- **Written task 1**:
Please answer these from the forum post on overlapping histograms, one line each:
(a) Which parameter does the reply give as the simplest way to put two histograms together?
(b) What does the reply say the hist() function does not do?
(c) Which university is listed under Andrew Miles's name?

Start of Source text

2010-07-09 Thread Andrew Miles



I'm not sure what you are trying to do.  Do you want one histogram for  
males and one for females on the same graph? If so, the simplest way  
to put two histograms together is to simply use the add parameter:


age.males=age[which(sex==M)]
age.females=age[which(sex==F)]

hist(age.males, col=blue)
hist(age.females, add=T)

The only problem is that the hist() function does not do semi- 
transparency.  I am not sure if other packages do.  The code above  
will give you a blue histogram for males, and clear histogram for  
females on top of it.  You'll probably have to manually alter the axes  
of the histogram to give the histograms for males and females the same  
break points (i.e. where one bar stops and another begins).  See ?hist  
for more information about that.


Andrew Miles
Department of Sociology
Duke University

On Jul 9, 2010, at 9:29 AM, Mao Jianfeng wrote:


Dear R-help listers,

I am new. I just want to get helps on how to plot two histograms
overlapped in the same plane coordinate. What I did is very ugly.

End of Source text

- **Written task 2**: Copy out the lines of the listing below word for word, starting at the line that contains "Greenhouse-scouting task: tag the wooden pergola" and ending at the last line of the listing, with both ends included.

Start of Stored rows

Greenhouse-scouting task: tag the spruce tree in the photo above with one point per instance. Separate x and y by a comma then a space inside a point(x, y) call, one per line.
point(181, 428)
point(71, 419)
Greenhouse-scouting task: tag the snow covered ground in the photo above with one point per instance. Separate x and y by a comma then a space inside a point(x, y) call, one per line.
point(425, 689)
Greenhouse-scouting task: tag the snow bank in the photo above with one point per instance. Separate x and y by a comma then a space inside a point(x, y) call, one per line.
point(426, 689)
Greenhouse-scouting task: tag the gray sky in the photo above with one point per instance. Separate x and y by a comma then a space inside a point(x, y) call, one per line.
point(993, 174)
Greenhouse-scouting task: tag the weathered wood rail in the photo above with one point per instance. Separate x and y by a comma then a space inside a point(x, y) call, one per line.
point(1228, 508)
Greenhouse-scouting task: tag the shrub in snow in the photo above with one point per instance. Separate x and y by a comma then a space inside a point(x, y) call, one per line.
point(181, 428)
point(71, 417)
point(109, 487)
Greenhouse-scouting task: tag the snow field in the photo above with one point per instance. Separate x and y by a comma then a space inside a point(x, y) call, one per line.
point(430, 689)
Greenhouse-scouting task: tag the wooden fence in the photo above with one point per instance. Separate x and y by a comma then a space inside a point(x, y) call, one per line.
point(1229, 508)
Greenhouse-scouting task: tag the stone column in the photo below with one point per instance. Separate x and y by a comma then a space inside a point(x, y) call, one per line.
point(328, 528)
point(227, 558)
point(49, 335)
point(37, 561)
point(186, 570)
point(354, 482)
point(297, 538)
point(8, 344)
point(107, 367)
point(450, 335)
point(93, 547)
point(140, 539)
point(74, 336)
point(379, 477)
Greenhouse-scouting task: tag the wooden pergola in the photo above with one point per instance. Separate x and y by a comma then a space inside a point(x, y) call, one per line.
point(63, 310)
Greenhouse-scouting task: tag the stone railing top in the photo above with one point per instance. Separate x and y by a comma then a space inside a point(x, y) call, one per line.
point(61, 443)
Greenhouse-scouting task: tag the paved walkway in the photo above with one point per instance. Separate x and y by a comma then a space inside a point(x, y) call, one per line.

End of Stored rows

- **Correct result 1**:
(a) The add parameter.
(b) Semi-transparency.
(c) Duke University.

- **Correct result 2**:
Greenhouse-scouting task: tag the wooden pergola in the photo above with one point per instance. Separate x and y by a comma then a space inside a point(x, y) call, one per line.
point(63, 310)
Greenhouse-scouting task: tag the stone railing top in the photo above with one point per instance. Separate x and y by a comma then a space inside a point(x, y) call, one per line.
point(61, 443)
Greenhouse-scouting task: tag the paved walkway in the photo above with one point per instance. Separate x and y by a comma then a space inside a point(x, y) call, one per line.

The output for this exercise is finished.